# Short task
Begin at the row that has "Objective — one dot per instance of the water ripple" and stop after the row that has "[[160, 119]]". Give back only those rows, with "water ripple" swapped for "wave crest" and nothing else changed.

# Source data
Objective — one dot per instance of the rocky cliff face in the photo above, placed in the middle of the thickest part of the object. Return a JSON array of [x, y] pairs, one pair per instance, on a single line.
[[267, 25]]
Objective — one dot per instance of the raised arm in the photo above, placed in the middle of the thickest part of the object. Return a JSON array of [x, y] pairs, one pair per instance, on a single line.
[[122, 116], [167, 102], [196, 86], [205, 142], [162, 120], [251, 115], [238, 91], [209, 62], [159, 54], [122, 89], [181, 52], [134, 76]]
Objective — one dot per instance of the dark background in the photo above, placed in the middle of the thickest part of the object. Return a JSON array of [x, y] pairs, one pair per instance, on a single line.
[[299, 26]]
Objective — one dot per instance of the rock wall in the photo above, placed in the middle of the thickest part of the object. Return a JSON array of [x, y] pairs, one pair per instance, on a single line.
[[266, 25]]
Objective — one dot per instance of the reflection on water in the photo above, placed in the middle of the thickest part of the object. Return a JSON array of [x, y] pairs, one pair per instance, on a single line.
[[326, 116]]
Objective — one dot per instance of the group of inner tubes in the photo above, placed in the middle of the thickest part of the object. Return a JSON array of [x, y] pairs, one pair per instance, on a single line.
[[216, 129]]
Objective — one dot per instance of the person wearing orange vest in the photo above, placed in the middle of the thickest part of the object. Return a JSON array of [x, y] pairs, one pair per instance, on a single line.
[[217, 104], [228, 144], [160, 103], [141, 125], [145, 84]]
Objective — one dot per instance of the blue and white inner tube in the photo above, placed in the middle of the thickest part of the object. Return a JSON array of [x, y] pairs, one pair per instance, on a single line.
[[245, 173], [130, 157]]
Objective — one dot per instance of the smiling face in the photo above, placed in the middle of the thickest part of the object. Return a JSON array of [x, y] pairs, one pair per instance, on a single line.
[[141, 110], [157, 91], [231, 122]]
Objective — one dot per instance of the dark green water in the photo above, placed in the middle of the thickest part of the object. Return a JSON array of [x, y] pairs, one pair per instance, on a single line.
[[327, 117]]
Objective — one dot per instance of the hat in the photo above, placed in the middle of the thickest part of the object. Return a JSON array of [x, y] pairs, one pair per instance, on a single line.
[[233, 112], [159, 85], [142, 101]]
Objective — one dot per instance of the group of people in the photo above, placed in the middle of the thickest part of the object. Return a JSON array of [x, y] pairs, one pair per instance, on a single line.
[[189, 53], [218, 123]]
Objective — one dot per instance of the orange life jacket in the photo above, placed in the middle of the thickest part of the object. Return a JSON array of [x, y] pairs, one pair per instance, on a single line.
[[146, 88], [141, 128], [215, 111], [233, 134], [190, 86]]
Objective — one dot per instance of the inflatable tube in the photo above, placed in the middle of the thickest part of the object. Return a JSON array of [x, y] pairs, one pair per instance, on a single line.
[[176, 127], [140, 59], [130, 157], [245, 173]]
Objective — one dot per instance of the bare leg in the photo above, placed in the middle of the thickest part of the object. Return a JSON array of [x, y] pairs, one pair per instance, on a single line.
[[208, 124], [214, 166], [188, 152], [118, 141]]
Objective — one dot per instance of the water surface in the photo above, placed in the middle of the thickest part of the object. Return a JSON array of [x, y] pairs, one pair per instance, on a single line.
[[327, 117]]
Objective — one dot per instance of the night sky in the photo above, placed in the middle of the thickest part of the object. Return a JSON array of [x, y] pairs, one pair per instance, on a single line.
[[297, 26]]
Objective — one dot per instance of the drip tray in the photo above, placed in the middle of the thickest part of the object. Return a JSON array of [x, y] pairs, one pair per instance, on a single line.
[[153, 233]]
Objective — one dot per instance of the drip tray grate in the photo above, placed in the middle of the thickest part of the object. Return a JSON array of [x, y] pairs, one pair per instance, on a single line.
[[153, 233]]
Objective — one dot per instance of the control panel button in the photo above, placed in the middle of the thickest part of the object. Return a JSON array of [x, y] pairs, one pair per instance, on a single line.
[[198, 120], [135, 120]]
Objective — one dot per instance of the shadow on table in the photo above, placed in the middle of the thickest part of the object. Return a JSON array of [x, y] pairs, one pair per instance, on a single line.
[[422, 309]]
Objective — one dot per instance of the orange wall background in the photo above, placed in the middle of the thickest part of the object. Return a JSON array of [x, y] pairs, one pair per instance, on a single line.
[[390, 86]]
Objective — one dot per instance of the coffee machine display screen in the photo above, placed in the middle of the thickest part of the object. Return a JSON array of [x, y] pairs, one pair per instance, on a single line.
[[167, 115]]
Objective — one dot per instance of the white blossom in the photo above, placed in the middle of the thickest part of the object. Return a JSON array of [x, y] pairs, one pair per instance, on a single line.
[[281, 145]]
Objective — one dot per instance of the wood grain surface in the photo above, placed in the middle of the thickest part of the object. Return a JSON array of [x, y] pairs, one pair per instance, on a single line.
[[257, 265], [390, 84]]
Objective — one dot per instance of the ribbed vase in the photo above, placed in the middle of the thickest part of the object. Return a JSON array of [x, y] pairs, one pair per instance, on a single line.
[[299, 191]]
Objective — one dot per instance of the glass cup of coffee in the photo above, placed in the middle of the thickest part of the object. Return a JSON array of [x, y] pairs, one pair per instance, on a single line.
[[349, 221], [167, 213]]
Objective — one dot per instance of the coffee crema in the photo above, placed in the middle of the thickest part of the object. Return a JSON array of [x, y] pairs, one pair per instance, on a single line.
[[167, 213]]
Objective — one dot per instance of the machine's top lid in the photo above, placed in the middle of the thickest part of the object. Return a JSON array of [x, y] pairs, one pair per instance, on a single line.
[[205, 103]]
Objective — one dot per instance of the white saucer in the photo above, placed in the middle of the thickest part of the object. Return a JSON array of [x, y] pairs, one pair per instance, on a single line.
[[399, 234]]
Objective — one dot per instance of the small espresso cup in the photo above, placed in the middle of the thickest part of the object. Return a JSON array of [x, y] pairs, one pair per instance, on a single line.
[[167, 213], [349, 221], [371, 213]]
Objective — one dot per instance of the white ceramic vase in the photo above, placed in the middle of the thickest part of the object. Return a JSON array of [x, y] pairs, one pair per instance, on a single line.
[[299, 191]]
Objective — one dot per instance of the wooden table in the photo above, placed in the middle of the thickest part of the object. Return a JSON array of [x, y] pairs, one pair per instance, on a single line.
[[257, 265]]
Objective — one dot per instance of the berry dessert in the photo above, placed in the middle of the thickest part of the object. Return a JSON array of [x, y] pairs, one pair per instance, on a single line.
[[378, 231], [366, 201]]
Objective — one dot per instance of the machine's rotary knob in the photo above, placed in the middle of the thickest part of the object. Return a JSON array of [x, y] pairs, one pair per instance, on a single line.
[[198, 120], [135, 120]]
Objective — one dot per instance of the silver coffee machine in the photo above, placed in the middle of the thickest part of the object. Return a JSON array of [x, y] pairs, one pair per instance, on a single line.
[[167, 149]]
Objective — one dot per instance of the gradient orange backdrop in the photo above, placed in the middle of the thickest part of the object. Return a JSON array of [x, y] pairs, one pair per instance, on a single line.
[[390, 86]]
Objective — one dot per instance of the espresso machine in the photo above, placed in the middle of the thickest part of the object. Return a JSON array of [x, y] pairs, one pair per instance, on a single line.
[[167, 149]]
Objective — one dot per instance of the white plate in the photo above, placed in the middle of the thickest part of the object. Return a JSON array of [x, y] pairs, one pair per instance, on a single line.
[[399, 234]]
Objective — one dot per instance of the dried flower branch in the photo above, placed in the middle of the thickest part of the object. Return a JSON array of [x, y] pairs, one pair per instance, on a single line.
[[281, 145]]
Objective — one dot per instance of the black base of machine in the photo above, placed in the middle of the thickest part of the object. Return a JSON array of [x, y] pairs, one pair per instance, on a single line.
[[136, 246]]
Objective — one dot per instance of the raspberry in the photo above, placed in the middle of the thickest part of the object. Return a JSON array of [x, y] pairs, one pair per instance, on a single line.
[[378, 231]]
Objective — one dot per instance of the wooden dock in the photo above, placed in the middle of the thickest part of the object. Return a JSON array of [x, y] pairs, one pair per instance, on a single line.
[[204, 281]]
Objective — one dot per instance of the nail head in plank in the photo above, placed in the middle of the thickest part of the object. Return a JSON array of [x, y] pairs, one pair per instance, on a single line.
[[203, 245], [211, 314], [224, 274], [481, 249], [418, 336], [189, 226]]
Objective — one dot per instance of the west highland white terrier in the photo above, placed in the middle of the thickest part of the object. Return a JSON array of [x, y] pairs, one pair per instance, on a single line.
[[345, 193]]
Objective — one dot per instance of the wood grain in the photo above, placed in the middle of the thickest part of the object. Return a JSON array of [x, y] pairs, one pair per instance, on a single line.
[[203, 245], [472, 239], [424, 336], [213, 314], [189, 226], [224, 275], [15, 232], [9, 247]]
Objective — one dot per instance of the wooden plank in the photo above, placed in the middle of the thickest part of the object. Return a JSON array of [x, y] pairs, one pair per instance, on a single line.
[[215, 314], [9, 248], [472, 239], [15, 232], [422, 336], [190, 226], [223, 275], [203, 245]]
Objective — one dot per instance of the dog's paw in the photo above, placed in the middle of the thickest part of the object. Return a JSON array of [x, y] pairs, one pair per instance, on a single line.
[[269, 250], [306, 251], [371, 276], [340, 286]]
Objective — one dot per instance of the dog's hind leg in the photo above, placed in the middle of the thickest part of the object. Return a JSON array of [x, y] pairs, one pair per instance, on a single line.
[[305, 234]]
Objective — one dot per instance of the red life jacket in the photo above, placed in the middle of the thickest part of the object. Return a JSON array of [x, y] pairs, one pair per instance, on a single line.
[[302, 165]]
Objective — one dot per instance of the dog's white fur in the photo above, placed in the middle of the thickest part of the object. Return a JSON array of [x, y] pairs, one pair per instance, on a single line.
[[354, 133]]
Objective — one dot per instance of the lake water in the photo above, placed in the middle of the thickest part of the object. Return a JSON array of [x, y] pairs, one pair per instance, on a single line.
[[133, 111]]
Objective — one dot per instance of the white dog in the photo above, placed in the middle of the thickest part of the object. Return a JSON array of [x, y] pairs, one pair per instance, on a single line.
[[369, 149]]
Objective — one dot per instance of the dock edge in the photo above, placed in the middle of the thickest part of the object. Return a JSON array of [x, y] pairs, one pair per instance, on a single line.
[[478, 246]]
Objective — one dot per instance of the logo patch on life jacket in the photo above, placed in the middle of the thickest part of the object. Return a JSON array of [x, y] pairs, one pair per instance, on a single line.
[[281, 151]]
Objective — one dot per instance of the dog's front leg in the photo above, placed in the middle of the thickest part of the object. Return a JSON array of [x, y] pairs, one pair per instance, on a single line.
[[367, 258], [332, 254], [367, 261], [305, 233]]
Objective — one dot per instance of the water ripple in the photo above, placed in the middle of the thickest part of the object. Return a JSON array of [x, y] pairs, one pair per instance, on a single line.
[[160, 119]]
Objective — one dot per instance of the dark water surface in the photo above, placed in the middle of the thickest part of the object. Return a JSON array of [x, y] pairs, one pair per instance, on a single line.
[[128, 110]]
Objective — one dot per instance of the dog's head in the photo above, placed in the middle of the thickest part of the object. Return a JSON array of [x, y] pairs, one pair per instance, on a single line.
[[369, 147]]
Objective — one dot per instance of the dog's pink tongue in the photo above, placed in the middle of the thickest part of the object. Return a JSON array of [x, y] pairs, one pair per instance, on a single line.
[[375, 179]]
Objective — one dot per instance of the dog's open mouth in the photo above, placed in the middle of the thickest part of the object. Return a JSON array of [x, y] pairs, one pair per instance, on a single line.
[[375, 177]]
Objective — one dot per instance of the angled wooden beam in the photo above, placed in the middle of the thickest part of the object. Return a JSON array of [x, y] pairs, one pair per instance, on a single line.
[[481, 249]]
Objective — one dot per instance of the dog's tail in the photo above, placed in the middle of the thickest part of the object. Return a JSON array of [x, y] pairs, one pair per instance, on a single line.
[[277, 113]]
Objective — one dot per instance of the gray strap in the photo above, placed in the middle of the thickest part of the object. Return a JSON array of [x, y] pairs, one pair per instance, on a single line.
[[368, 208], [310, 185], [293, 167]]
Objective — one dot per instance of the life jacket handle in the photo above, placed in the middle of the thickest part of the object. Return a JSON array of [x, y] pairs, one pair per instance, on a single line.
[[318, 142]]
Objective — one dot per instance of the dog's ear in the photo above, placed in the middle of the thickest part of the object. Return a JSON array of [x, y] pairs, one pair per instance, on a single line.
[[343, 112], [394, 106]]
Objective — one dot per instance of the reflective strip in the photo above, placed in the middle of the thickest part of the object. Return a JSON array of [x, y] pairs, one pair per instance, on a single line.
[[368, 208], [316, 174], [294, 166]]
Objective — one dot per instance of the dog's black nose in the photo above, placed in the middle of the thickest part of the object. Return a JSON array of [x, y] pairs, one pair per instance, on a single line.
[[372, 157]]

# Finished task
Objective — one dot per instance of the wave crest in the photo above, placed in the middle of the thickest part of the object. Return a JSON array of [x, y] pairs, one pair per instance, on a single line.
[[160, 119]]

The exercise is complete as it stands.